== Objectives ==
A. Translate this sentence from the Roast Summit write-up into Spanish: "We tasted four different process styles from Crater Mountain Coffee."
B. Pick up the Roast Summit write-up after its final line and keep writing.

== Text to read ==
Roast Summit brought coffee roasters and professionals from across Australia and a few from abroad into one room to talk about what really matters right now: the state of coffee pricing and all the complexity that comes with it.

It wasn’t just talk for the sake of it. These were real conversations, moderated by people who live and breathe coffee. Roasters, importers, local and global producers. People who see the full picture and feel the pressure points across the supply chain.

Roast Summit Australia 2025

Day 1 – Big picture thinking

Session 1: Global supply chain pressures

We kicked off with a panel diving into the global forces shaping the price of coffee. Weather events like droughts and frost. Supply and demand shifts driven by emerging markets in Asia and the Middle East. It’s messy, it’s unpredictable and it’s affecting us all.

Session 2: What’s next for coffee tech

Cropster stepped in with insights on what the industry wants from tech, especially AI. The question isn’t just what can it do, but what do we actually need it to do. Plenty of gaps still to fill.

Roast Summit Australia 2025

Session 3: A spotlight on Aussie coffee

Next up, Australian-grown coffee. It’s closer, it’s lower impact and the quality’s impressive. We tasted four different process styles from Crater Mountain Coffee. A solid reminder that local coffee has a real future here, especially with global prices creeping up.

Session 4: Rethinking coffee value

Luiz Saldanha from Capricornio Coffee walked us through the SCA’s new Coffee Value Assessment (CVA) tool. It’s a more rounded way of evaluating coffee, beyond just a cupping score. Think physical quality, sensory attributes and the broader story behind the bean. From region and variety to farm details and family history, every element counts now

Roast Summit Australia 2025 rotating workshops

Day 2 – Getting hands-on

Day two was hands-on, split into four rotating workshops:

  1. Practising coffee evaluation using the CVA form

  2. Talking green inventory and how current challenges are shaping our planning

  3. Tasting coffees and discussing where they fit (because every coffee has a home)

== Data section ==
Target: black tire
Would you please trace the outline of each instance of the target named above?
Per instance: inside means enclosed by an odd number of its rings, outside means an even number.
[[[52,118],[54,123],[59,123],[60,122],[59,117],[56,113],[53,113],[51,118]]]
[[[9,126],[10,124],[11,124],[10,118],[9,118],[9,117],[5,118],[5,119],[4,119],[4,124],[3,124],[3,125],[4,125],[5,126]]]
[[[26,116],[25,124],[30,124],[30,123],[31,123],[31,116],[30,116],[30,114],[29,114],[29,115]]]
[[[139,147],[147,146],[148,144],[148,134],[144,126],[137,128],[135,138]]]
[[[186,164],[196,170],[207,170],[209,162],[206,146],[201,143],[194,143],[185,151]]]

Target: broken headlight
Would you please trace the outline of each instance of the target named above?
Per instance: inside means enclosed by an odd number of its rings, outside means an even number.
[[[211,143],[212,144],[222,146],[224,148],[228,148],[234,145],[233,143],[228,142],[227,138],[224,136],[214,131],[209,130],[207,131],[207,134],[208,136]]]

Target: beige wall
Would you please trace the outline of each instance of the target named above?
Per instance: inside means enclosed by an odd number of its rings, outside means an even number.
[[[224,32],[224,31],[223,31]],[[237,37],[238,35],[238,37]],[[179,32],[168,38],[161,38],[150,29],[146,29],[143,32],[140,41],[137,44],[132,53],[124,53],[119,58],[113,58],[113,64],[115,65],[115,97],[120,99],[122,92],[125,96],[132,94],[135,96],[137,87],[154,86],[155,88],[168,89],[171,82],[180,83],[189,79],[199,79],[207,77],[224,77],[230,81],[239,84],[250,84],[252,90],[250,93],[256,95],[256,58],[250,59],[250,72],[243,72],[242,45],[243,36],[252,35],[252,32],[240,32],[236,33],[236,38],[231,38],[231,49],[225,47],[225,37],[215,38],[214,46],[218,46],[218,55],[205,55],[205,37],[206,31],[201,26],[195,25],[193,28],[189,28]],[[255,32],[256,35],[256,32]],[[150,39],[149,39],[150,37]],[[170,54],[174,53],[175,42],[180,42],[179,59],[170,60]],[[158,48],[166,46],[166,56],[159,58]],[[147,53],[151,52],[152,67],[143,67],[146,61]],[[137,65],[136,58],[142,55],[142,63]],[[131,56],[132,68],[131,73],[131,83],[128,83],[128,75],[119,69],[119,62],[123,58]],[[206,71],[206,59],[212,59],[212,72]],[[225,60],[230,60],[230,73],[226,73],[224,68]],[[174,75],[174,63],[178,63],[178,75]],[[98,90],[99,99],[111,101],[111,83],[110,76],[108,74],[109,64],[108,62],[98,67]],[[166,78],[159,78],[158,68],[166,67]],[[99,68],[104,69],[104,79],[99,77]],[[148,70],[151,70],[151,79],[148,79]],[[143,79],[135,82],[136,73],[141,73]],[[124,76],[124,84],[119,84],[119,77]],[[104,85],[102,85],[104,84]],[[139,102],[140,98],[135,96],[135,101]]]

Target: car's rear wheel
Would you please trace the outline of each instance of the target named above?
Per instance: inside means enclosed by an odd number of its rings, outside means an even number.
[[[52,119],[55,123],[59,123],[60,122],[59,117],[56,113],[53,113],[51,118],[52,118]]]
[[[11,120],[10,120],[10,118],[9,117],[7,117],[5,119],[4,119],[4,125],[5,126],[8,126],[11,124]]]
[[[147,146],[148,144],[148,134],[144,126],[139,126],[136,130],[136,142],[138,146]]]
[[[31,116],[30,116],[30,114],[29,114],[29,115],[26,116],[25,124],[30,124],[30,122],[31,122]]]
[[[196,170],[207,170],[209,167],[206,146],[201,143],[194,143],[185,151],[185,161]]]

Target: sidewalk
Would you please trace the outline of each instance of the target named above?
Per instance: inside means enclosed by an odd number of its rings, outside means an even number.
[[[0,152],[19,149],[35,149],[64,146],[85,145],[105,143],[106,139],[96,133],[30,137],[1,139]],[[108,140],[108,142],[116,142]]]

== Outputs ==
A. Degustamos cuatro estilos de procesamiento distintos de Crater Mountain Coffee.

B.
  4. Looking at roast profiles and refining how we use feedback to dial in our roasting

Between sessions, there were plenty of chats. Informal but meaningful conversations about how we navigate this wild ride the coffee industry is on right now. Tools, ideas, encouragement. Everyone is trying to help each other move forward.

Roast Summit Australia 2025 rotating workshops

A shared moment in a tough market

I’m Triston, Senior Coffee Roaster at P&R, and it’s been a privilege to be part of the first Roast Summit Downunder. Good chats, fresh ideas and a reminder that you’re not alone. These conversations matter. They ground you, reset your thinking and remind you to stay true to your approach. Don’t chase what everyone else is doing. Back yourself and your product.

Pricing, quality and value. It’s all connected

Let’s talk about real-world pricing. A small coffee in Brunswick never dipped below $5. Even espresso starts at $5. But here’s the thing: if the quality’s there, people won’t blink. They’ll pay. It’s a good reminder for Sydney cafes, where $4.50 is still common to see, to adjust prices quickly.

The disconnect only happens when price and quality don’t match. That’s your opportunity. Lift your quality, charge what it’s worth. Charge what you are worth. You might make fewer coffees in a day, but you’ll make more margin per cup. Slow down, serve something better and you’ll win both on taste and profit.

Read is busier always better.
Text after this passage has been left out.